▶ **Records to process**
##########

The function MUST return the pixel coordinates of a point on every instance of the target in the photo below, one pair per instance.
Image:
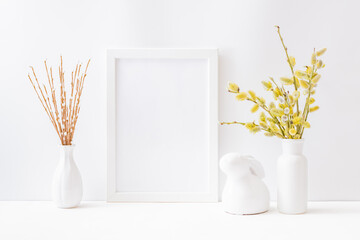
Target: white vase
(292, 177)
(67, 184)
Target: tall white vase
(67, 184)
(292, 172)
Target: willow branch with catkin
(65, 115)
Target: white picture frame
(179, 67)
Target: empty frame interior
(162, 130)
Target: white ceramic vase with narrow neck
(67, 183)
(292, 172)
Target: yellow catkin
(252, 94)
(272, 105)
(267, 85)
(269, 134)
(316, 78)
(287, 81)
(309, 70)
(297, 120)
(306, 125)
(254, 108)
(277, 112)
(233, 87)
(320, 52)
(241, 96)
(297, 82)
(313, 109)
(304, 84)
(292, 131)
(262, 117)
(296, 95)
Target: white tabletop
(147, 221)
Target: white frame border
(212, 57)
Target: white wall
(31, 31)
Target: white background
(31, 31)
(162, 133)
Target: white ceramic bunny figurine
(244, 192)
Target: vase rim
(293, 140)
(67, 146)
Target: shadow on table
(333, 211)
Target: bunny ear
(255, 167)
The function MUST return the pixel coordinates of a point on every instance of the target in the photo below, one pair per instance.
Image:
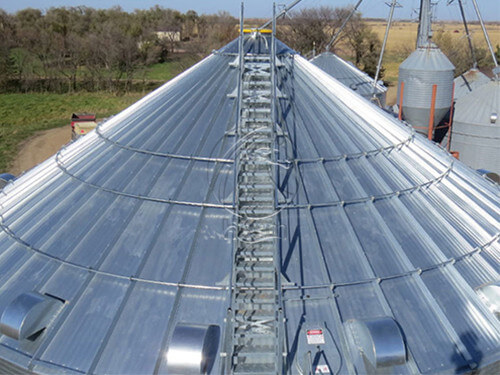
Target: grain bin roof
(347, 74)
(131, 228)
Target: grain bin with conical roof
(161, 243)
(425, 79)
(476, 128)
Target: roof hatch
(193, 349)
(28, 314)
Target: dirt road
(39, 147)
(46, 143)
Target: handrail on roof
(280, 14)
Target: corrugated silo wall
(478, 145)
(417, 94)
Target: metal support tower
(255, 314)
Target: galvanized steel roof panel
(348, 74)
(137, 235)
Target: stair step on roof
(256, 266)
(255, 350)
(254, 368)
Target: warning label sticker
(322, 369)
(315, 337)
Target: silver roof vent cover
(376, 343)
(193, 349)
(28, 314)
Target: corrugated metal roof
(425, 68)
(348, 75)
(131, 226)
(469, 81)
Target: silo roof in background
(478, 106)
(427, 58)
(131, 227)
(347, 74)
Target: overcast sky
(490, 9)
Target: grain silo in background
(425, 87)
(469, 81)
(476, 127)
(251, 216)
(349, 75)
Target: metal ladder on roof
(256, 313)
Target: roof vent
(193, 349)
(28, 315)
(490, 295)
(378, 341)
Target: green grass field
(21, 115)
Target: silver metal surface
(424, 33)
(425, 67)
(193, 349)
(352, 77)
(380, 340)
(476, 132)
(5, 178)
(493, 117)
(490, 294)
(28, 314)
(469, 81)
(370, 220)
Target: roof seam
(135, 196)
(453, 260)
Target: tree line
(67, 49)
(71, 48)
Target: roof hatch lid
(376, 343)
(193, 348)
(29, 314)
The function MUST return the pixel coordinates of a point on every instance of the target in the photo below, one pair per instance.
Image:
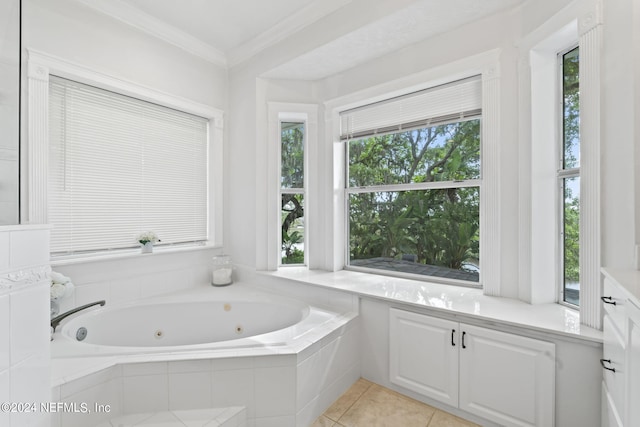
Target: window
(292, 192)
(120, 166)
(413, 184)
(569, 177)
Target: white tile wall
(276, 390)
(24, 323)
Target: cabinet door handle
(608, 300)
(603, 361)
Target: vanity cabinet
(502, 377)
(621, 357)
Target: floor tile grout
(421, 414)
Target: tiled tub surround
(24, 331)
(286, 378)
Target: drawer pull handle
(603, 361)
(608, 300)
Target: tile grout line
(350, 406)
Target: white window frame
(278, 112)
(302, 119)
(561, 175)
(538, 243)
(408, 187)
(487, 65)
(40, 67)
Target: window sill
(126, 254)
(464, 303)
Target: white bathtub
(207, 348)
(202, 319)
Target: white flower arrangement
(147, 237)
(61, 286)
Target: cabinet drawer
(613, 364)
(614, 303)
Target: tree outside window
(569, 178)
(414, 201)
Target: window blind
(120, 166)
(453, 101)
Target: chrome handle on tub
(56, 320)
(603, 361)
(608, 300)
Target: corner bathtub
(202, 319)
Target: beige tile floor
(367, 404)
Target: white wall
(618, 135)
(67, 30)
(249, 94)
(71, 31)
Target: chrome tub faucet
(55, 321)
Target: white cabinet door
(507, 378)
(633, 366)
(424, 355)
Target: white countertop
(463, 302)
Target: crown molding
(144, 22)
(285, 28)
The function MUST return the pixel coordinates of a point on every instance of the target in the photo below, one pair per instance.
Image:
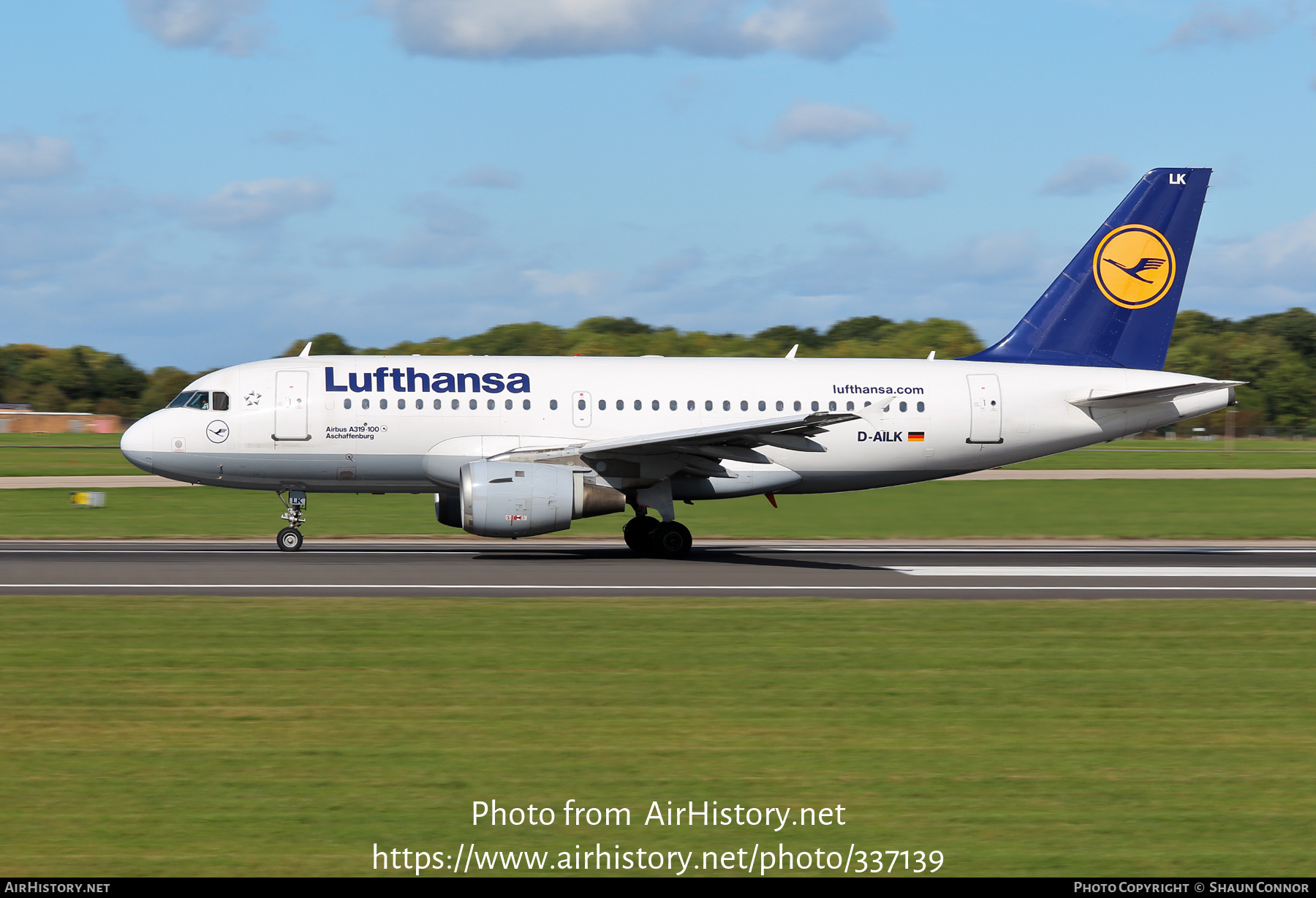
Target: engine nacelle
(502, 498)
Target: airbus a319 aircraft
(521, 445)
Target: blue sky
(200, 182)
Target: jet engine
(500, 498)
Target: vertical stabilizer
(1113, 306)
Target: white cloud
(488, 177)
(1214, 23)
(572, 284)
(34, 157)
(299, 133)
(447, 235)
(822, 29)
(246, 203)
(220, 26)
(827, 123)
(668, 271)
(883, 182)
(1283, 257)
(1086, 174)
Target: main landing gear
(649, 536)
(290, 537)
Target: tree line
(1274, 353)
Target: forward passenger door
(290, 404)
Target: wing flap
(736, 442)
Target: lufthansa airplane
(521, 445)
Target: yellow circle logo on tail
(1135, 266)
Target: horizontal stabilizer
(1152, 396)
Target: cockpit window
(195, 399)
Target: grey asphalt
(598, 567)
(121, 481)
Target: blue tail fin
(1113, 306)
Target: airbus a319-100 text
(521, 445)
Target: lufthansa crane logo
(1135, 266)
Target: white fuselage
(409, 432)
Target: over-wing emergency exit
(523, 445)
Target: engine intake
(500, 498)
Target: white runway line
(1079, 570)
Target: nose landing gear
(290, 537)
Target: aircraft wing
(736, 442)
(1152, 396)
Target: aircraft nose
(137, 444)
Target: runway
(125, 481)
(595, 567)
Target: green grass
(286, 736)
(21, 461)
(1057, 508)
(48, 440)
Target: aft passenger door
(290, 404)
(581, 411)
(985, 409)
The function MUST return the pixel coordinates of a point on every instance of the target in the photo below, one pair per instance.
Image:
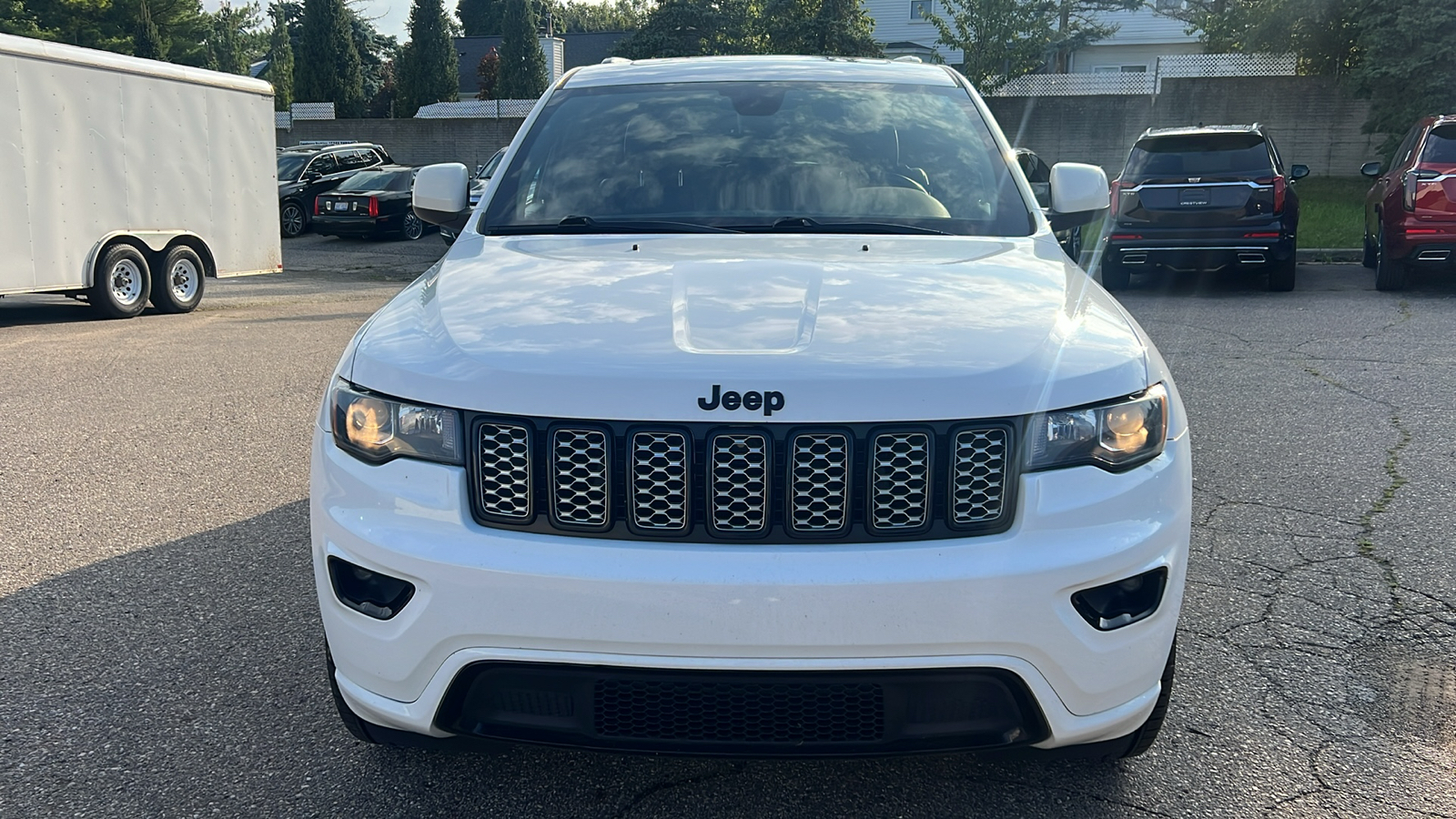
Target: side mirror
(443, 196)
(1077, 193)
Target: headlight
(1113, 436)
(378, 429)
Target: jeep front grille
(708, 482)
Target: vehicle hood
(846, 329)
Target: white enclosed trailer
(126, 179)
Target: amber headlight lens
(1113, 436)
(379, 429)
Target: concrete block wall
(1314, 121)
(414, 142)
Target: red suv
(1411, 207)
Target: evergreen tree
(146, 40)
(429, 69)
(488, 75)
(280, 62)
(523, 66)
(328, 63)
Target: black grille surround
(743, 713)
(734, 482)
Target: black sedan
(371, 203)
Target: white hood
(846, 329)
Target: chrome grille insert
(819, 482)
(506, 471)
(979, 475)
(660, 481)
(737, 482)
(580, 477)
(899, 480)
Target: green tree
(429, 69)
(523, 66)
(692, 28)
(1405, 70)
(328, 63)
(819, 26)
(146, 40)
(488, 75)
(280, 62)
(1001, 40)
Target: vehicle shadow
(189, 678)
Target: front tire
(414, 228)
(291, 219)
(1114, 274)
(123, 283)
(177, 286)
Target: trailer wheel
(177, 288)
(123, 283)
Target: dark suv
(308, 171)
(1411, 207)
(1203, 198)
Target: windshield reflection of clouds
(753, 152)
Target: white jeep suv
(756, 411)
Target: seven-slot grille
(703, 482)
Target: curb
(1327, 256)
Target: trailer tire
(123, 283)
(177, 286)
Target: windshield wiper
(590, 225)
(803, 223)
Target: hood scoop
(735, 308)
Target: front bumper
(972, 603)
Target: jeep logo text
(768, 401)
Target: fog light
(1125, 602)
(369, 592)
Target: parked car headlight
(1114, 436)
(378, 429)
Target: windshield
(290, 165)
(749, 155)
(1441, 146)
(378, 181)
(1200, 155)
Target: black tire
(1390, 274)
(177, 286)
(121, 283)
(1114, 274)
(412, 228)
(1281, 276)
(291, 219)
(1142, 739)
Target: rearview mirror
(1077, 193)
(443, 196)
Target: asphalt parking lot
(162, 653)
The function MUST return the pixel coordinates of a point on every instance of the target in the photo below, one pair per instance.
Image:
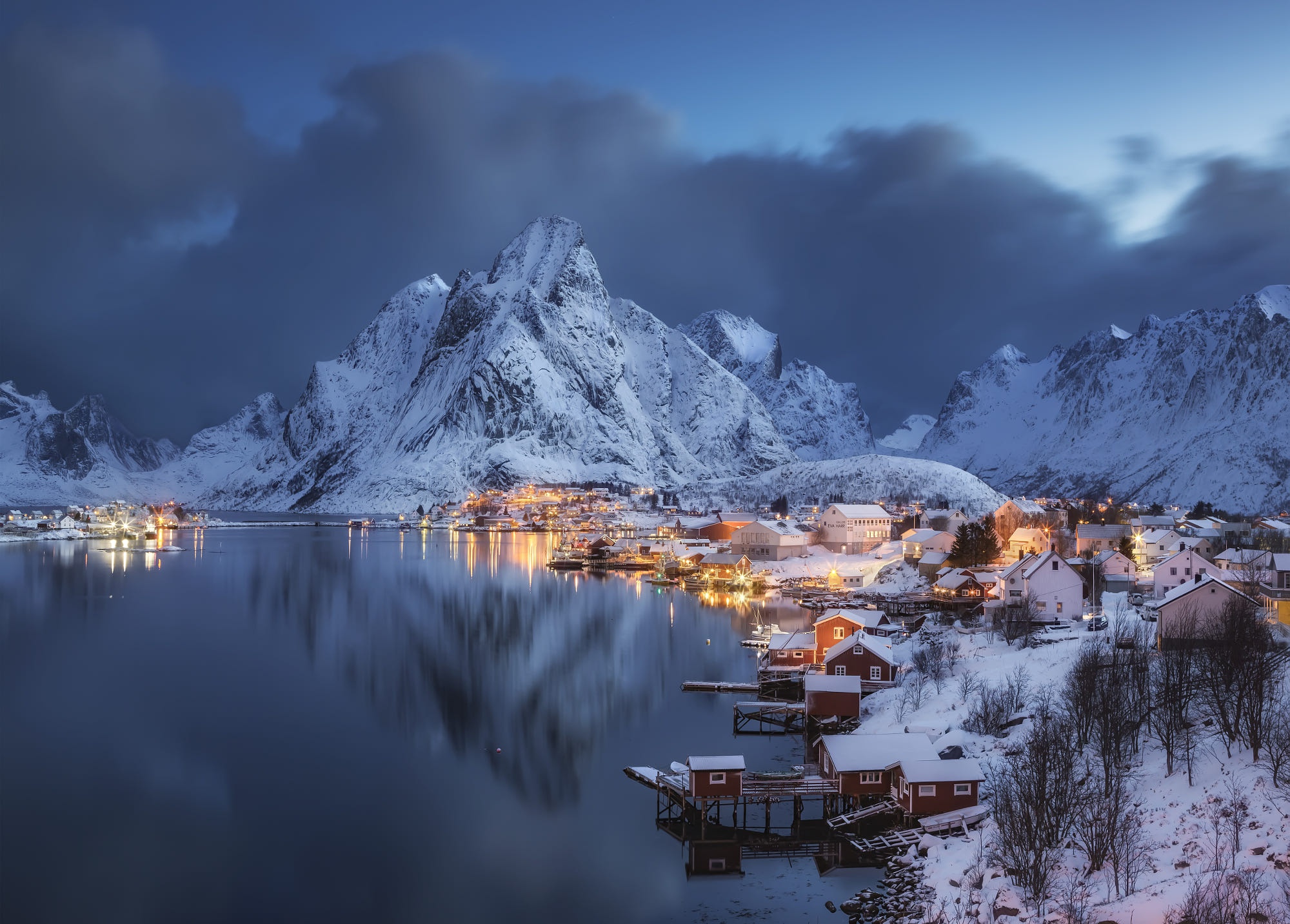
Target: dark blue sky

##########

▶ **Your task**
Output the records above exactly; leave out the pictures.

▶ **Completed task**
The function MUST return the pixel coordinates of a point on every instance of the target in the photo below, one pair per instance.
Image:
Target: white vase
(292, 177)
(67, 184)
Target: tall white vase
(67, 184)
(292, 172)
Target: willow branch with catkin
(65, 115)
Target: white picture frame
(179, 67)
Target: empty frame interior
(162, 130)
Target: white ceramic vase with narrow neck
(67, 183)
(292, 172)
Target: yellow catkin
(252, 94)
(272, 105)
(267, 85)
(269, 134)
(316, 78)
(287, 81)
(309, 70)
(297, 120)
(306, 125)
(254, 108)
(277, 112)
(233, 87)
(320, 52)
(241, 96)
(297, 82)
(313, 109)
(304, 84)
(292, 131)
(262, 117)
(296, 95)
Target: white tabletop
(147, 221)
Target: white frame border
(212, 57)
Target: white wall
(31, 31)
Target: white background
(31, 31)
(162, 133)
Target: white ceramic bunny figurine
(244, 192)
Target: vase rim
(293, 140)
(67, 146)
Target: shadow on table
(333, 211)
Target: bunny ear
(255, 167)
The function MUST return the pixel coordinates of a point on every instance of the target in the photo below, one pair per instance.
Image:
Target: grain bin roof
(347, 74)
(131, 228)
Target: grain bin with conical roof
(161, 243)
(425, 79)
(476, 128)
Target: roof hatch
(193, 349)
(28, 314)
Target: dirt road
(39, 147)
(46, 143)
Target: handrail on roof
(280, 14)
Target: corrugated silo wall
(478, 145)
(417, 94)
Target: metal support tower
(255, 314)
Target: galvanized steel roof panel
(348, 74)
(137, 235)
Target: stair step on roof
(256, 266)
(255, 350)
(254, 368)
Target: warning label sticker
(322, 369)
(315, 337)
Target: silver roof vent cover
(376, 343)
(193, 349)
(28, 314)
Target: corrugated metal roof
(425, 68)
(348, 75)
(131, 226)
(469, 81)
Target: silo roof in background
(478, 106)
(427, 58)
(131, 227)
(347, 74)
Target: overcast sky
(490, 9)
Target: grain silo in background
(425, 87)
(469, 81)
(476, 127)
(251, 216)
(349, 75)
Target: metal ladder on roof
(256, 313)
Target: roof vent
(193, 349)
(28, 315)
(490, 295)
(378, 341)
Target: green grass field
(21, 115)
Target: silver metal surface
(424, 33)
(425, 67)
(193, 349)
(352, 77)
(380, 340)
(476, 132)
(5, 178)
(493, 117)
(490, 294)
(28, 314)
(469, 81)
(370, 220)
Target: roof seam
(135, 196)
(453, 260)
Target: tree line
(67, 49)
(71, 48)
Target: roof hatch lid
(376, 343)
(193, 348)
(29, 314)
The function MUST return the pixel coordinates of a point on every instance of the target in the photo below, one pair per instance.
Image:
Target: window
(292, 192)
(120, 166)
(413, 184)
(569, 177)
Target: white tile wall
(276, 390)
(24, 323)
Target: cabinet door handle
(608, 300)
(603, 361)
Target: vanity cabinet
(502, 377)
(621, 357)
Target: floor tile grout
(421, 414)
Target: tiled tub surround
(24, 331)
(286, 378)
Target: drawer pull handle
(603, 361)
(608, 300)
Target: tile grout line
(350, 406)
Target: white window frame
(278, 112)
(302, 119)
(561, 175)
(538, 243)
(408, 187)
(487, 65)
(40, 67)
Target: window sill
(126, 254)
(464, 303)
Target: white bathtub
(207, 348)
(202, 319)
Target: white flower arrangement
(147, 237)
(61, 286)
Target: cabinet drawer
(613, 364)
(614, 303)
Target: tree outside window
(569, 178)
(414, 201)
Target: window blind
(120, 166)
(453, 101)
Target: chrome handle on tub
(56, 320)
(603, 361)
(608, 300)
Target: corner bathtub
(202, 319)
Target: beige tile floor
(367, 404)
Target: white wall
(618, 135)
(67, 30)
(249, 94)
(71, 31)
Target: chrome tub faucet
(55, 321)
Target: white cabinet door
(507, 378)
(633, 366)
(424, 355)
Target: white countertop
(463, 302)
Target: crown molding
(144, 22)
(285, 28)
The function MUST return the pixel coordinates of a point on every instance of the target in the photo below, one pair per instance.
Image:
Target: engine nacelle
(502, 498)
Target: airbus a319 aircraft
(521, 445)
Target: blue sky
(200, 182)
Target: jet engine
(500, 498)
Target: vertical stabilizer
(1113, 306)
Target: white cloud
(488, 177)
(1214, 23)
(572, 284)
(34, 157)
(299, 133)
(447, 235)
(822, 29)
(246, 203)
(220, 26)
(827, 123)
(668, 271)
(883, 182)
(1283, 257)
(1086, 174)
Target: main landing gear
(649, 536)
(290, 537)
Target: tree line
(1274, 353)
Target: forward passenger door
(290, 404)
Target: wing flap
(736, 442)
Target: lufthansa airplane
(521, 445)
Target: yellow circle logo on tail
(1135, 266)
Target: horizontal stabilizer
(1152, 396)
Target: cockpit window
(195, 399)
Target: grey asphalt
(598, 567)
(121, 481)
Target: blue tail fin
(1113, 306)
Target: airbus a319-100 text
(521, 445)
Target: lufthansa crane logo
(1135, 266)
Target: white fuselage
(409, 432)
Target: over-wing emergency exit
(523, 445)
Target: engine intake
(500, 498)
Target: white runway line
(1079, 570)
Target: nose landing gear
(290, 537)
Target: aircraft wing
(736, 442)
(1152, 396)
Target: aircraft nose
(137, 444)
Target: runway
(125, 481)
(595, 567)
Target: green grass
(286, 736)
(21, 461)
(1057, 508)
(48, 440)
Target: aft passenger door
(290, 404)
(581, 411)
(985, 409)
The function MUST return the pixel coordinates of a point on every instance of the target in the photo below, one pair per instance.
Image:
Target: side mirror
(443, 196)
(1077, 193)
Target: headlight
(1113, 436)
(378, 429)
Target: jeep front grille
(708, 482)
Target: vehicle hood
(846, 329)
Target: white enclosed trailer
(126, 179)
Target: amber headlight lens
(1113, 436)
(379, 429)
Target: concrete block wall
(1314, 121)
(414, 142)
Target: red suv
(1411, 207)
Target: evergreen tree
(146, 40)
(429, 69)
(488, 75)
(280, 62)
(523, 66)
(328, 63)
Target: black grille surround
(743, 713)
(734, 482)
Target: black sedan
(371, 203)
Target: white hood
(846, 329)
Target: chrome grille insert
(819, 482)
(506, 471)
(979, 475)
(660, 481)
(737, 482)
(580, 477)
(899, 480)
Target: green tree
(429, 69)
(523, 66)
(692, 28)
(1405, 70)
(328, 63)
(819, 26)
(146, 40)
(488, 75)
(280, 62)
(1001, 40)
Target: vehicle shadow
(189, 678)
Target: front tire
(414, 228)
(291, 219)
(1114, 274)
(123, 283)
(177, 286)
Target: trailer wheel
(177, 288)
(123, 283)
Target: dark suv
(308, 171)
(1411, 207)
(1203, 198)
Target: windshield reflection of clouds
(753, 152)
Target: white jeep suv
(756, 411)
Target: seven-slot grille
(703, 482)
Target: curb
(1327, 256)
Target: trailer tire
(123, 283)
(177, 286)
Target: windshield wiper
(590, 225)
(803, 223)
Target: hood scoop
(735, 308)
Target: front bumper
(972, 603)
Target: jeep logo text
(768, 401)
Target: fog light
(1125, 602)
(369, 592)
Target: parked car headlight
(1114, 436)
(378, 429)
Target: windshield
(290, 165)
(749, 155)
(1441, 146)
(378, 181)
(1200, 155)
Target: black tire
(1390, 274)
(177, 286)
(121, 283)
(1114, 274)
(412, 228)
(1281, 276)
(291, 219)
(1142, 739)
Target: rearview mirror
(1077, 193)
(443, 196)
Target: asphalt parking lot
(162, 653)
The function MUST return the pixel coordinates of a point on every instance of the target in the photo below, one pair per instance.
Image:
Target: dark blue sky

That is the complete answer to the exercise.